Copy out the lines below, substituting "gray cloud" for every occurrence of "white cloud" and keeping everything else the same.

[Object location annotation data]
----
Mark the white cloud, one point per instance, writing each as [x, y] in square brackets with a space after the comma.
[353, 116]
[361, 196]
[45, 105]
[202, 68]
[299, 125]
----
* Expected answer
Mark the gray cloud, one point per instance, writing each as [x, y] in square brackets with a space after the comma.
[353, 116]
[361, 196]
[45, 105]
[202, 68]
[299, 125]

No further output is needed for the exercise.